• Okuma metni:
Şems’in, gerçek dost arayışını tam anlamıyla tatmine erdirmesi, ilâhî hakikatlerin idrak edilebilmesi için diğer şeyh ve dervişleri olduğu gibi Mevlânâ’yı da Hızır-Mûsâ kıssasını hatırlatır biçimde şeriat dışı bazı sorularla imtihan ettiği, mânevî istidadını ve yüksek irfanını keşfedince dostluğuna kabul ettiği rivayet edilir (Sipehsâlâr, s. 125; Eflâkî, II, 195-197). Şems-Mevlânâ dostluğunu Mûsâ-Hızır ilişkisine benzeten iki velînin bu dostlukla birbirlerinin mânalarını ve hakikatlerini izhar edecek mazharı ve makamı bulduklarını belirten Sultan Veled (İbtidânâme, s. 48-49), Şems-i Tebrîzî ile karşılaşıncaya kadar babasında ilim, zühd ve takvânın baskın olduğunu; Bahâeddin Veled’e, kendisine, mürşidi Seyyid Burhâneddin’e ve Çelebi Hüsâmeddin’e beslediği aşkın Şems ile kemale erdiğini; insân-ı ma‘şûk mertebesine ulaştığını ve bunu da semâ vasıtasıyla elde ettiğini söyler.
Daha önce kayınvâlidesi Kirâ Hatun’un (Büzürg) teşvikiyle ellerini çırpıp sallayarak semâ eden Mevlânâ, Şems’in öğretmesiyle artık çarh atarak semâ etmeye başlamıştır (Eflâkî, II, 199, 262). Ahmet Avni Konuk ve Midhat Bahârî’ye göre Şems-Mevlânâ münasebeti bir mürşid-mürid ilişkisi değildir. Mevlânâ’nın seyrüsülûkteki mürşidleri babası Bahâeddin Veled ve Seyyid Burhâneddin’dir; Şems ise onun sohbet şeyhidir.
Mevlânâ’nın Şems ile tanıştıktan sonra medresedeki derslerini bırakması, Şems’in isteğiyle babasının Maʿârif’ini, Mütenebbî’nin divanını okumayı ve okutmayı terketmesi, halktan uzaklaşıp bütün zamanını Şems’in sohbetine ayırması (a.g.e., II, 198-199) bazı nâkıs müridlerin şeyhlerini kendilerinden ayıran, kim olduğunu bilmedikleri Şems’e karşı kin beslemelerine ve Mevlânâ’nın vaazlarından mahrum kalan halk arasında çeşitli dedikoduların yayılmasına yol açmıştır (Sipehsâlâr, s. 126).

• Verilen görev 1:
Okuma metnine göre Mevlânâ'nın seyrüsülûkteki mürşidleri kimlerdir?
• Verilen görev 2:
Okuma metninde "Mevlânâ’nın Şems ile" sözleriyle başlayıp "(Sipehsâlâr, s. 126)." sözlerine kadar süren kısmı aynen aktarın.

• Veri listesi:
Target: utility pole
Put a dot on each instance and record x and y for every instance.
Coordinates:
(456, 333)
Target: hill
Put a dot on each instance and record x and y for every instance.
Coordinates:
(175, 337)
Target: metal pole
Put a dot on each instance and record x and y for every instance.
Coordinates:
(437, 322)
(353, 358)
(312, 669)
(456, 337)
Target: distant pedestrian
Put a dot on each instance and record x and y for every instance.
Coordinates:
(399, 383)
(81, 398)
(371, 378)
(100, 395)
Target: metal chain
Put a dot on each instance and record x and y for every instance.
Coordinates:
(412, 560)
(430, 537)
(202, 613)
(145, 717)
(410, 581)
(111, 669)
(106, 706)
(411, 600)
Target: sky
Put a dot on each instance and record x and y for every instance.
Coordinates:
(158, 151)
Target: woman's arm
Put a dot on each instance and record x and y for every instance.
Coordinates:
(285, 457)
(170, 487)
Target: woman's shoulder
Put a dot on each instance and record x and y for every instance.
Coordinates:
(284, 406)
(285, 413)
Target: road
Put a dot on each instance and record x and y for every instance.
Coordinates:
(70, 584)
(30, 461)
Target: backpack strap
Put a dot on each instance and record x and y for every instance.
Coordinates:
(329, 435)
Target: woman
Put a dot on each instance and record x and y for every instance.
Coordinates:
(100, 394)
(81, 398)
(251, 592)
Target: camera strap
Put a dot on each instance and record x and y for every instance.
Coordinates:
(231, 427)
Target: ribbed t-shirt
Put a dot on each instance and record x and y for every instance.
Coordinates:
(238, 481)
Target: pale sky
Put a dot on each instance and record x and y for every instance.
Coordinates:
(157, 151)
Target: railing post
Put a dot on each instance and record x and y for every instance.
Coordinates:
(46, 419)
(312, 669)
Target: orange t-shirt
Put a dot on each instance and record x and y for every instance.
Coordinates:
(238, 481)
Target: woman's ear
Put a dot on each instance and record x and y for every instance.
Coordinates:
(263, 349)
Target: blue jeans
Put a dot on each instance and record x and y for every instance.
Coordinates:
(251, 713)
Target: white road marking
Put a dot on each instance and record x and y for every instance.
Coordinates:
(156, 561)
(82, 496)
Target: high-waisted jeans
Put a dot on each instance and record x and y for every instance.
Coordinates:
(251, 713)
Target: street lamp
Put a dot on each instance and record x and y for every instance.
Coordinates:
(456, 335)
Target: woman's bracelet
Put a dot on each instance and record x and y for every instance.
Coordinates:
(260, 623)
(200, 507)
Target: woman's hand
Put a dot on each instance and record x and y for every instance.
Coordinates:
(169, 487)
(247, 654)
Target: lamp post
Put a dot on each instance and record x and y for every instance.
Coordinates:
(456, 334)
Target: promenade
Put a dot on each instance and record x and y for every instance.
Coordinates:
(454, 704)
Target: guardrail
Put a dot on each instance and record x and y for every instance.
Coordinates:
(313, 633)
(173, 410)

• Tam cevap 1:
Babası Bahâeddin Veled ve Seyyid Burhâneddin.

• Tam cevap 2:
Mevlânâ’nın Şems ile tanıştıktan sonra medresedeki derslerini bırakması, Şems’in isteğiyle babasının Maʿârif’ini, Mütenebbî’nin divanını okumayı ve okutmayı terketmesi, halktan uzaklaşıp bütün zamanını Şems’in sohbetine ayırması (a.g.e., II, 198-199) bazı nâkıs müridlerin şeyhlerini kendilerinden ayıran, kim olduğunu bilmedikleri Şems’e karşı kin beslemelerine ve Mevlânâ’nın vaazlarından mahrum kalan halk arasında çeşitli dedikoduların yayılmasına yol açmıştır (Sipehsâlâr, s. 126).